→ **EXERCISE INSTRUCTIONS**: Give all the records again, with no alterations.

BEGIN RECORDS FOR PROCESSING

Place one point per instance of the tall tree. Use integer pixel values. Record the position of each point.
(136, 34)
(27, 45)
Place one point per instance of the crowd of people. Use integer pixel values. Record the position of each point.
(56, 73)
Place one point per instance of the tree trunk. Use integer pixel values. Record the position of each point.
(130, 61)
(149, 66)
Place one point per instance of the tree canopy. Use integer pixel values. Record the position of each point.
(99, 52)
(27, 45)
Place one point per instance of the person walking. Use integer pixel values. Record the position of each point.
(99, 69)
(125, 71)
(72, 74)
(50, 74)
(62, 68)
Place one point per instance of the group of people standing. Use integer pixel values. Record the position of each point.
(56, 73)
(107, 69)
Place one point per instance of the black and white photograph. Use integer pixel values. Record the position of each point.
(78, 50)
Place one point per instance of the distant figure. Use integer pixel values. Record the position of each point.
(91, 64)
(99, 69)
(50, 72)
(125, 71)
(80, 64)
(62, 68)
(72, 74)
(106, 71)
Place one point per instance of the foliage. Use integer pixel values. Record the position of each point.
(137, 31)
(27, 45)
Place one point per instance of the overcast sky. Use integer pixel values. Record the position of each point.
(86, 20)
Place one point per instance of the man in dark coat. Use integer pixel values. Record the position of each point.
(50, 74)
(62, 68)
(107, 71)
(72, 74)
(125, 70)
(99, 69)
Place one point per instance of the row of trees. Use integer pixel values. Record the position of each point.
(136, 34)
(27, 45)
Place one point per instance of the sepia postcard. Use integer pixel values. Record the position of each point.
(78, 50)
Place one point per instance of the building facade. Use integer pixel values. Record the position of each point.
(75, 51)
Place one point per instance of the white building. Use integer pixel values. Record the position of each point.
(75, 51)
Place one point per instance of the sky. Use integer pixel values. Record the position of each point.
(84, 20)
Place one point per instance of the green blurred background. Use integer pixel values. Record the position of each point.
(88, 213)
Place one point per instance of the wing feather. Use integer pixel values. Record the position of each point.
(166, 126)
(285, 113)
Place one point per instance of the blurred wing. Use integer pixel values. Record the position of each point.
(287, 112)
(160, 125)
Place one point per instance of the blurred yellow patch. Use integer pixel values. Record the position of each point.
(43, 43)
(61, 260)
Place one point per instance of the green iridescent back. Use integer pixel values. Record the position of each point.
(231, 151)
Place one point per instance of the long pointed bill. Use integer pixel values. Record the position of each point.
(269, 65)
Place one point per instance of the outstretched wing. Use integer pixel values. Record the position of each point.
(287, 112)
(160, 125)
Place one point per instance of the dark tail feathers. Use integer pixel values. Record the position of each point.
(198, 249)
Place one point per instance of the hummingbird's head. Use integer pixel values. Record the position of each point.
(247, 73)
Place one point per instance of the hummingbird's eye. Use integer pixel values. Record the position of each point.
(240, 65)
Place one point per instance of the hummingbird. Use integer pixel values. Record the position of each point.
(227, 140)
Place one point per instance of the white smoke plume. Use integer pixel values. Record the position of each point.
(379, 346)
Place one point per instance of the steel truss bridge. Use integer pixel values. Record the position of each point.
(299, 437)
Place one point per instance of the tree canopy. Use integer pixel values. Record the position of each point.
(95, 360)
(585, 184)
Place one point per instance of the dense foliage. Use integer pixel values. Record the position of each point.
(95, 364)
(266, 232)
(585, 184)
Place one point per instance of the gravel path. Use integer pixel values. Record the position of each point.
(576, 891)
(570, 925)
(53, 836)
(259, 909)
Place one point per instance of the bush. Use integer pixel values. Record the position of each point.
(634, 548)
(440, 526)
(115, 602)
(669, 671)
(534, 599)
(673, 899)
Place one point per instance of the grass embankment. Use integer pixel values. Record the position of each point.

END RECORDS FOR PROCESSING

→ **EXERCISE ANSWER**:
Place one point per instance of the tall tree. Use integer pixel values. Record the position of each point.
(136, 34)
(27, 45)
Place one point per instance of the crowd of people. Use integer pixel values. Record the position of each point.
(56, 73)
Place one point per instance of the tree trunk. Use integer pixel values. Record the position of each point.
(130, 61)
(149, 66)
Place one point per instance of the tree canopy. Use integer pixel values. Record the position of each point.
(99, 52)
(27, 45)
Place one point per instance of the person walking. Use integer pixel values. Record the position of each point.
(99, 69)
(125, 71)
(72, 74)
(50, 74)
(62, 68)
Place one point per instance of the group of people standing. Use integer pixel values. Record the position of each point.
(56, 73)
(107, 69)
Place one point per instance of the black and white photograph. Use integer pixel values. Record the position of each point.
(78, 50)
Place one point per instance of the distant figure. Use integer pixel values. Record the position of each point.
(91, 64)
(99, 69)
(50, 72)
(125, 71)
(80, 64)
(62, 68)
(72, 74)
(106, 71)
Place one point per instance of the foliage. Use integer pixel values. Record the position of each point.
(137, 31)
(27, 45)
Place one point per instance of the overcast sky. Use integer pixel values. Record the position of each point.
(86, 20)
Place one point per instance of the man in dark coat. Use integer pixel values. Record the position of each point.
(50, 74)
(62, 68)
(107, 71)
(72, 74)
(125, 70)
(99, 69)
Place one point per instance of the row of trees. Use integer pixel values. Record the position of each point.
(136, 34)
(27, 45)
Place one point per instance of the sepia postcard. Use integer pixel values. Record the position of each point.
(78, 50)
Place one point per instance of the building facade. Use integer pixel values. Record the position of each point.
(75, 51)
Place one point per instance of the white building. Use integer pixel values. Record the position of each point.
(75, 51)
Place one point per instance of the sky. Use integer pixel values. Record the position of each point.
(84, 20)
Place one point per instance of the green blurred background. Use integer pixel values. Record the position of each point.
(88, 213)
Place one point per instance of the wing feather. Use integer pixel values. Record the position of each point.
(166, 126)
(285, 113)
Place one point per instance of the blurred wing. Use integer pixel values. Record the position of each point.
(287, 112)
(160, 125)
Place one point per instance of the blurred yellow patch. Use integer pixel values. Record the position of each point.
(43, 43)
(61, 260)
Place one point per instance of the green iridescent back. Use integer pixel values. Record the position of each point.
(231, 151)
Place one point per instance of the long pointed bill. Use integer pixel values. Record the position of each point.
(269, 65)
Place one point per instance of the outstretched wing. Use integer pixel values. Record the position of each point.
(287, 112)
(160, 125)
Place one point per instance of the dark tail feathers. Use integer pixel values. Record the position of each point.
(198, 249)
Place one point per instance of the hummingbird's head. Use integer pixel values. Record the position of each point.
(247, 73)
Place one point per instance of the hummingbird's eye. Use integer pixel values. Record the position of each point.
(240, 65)
Place one point per instance of the hummingbird. Use integer pixel values. Record the position of each point.
(227, 140)
Place one point per instance of the white smoke plume. Use integer pixel values. Record the position of each point.
(379, 346)
Place one point per instance of the steel truss bridge. Use integer pixel values. Record the position of each point.
(299, 437)
Place one point per instance of the tree canopy. Use integer pixel values. Record the position of each point.
(95, 360)
(585, 184)
Place one point per instance of the dense foliage. Use integer pixel values. Record the position of each point.
(95, 364)
(266, 232)
(585, 184)
Place one point per instance of the gravel path. Use integer pixel values. Record the position of each point.
(576, 891)
(570, 925)
(53, 836)
(259, 909)
Place one point per instance of the bush. Use integer pixel values. Record the position of each point.
(634, 548)
(440, 526)
(115, 602)
(669, 671)
(534, 599)
(673, 899)
Place one point per instance of the grass embankment. Use integer pixel values. Record the position of each point.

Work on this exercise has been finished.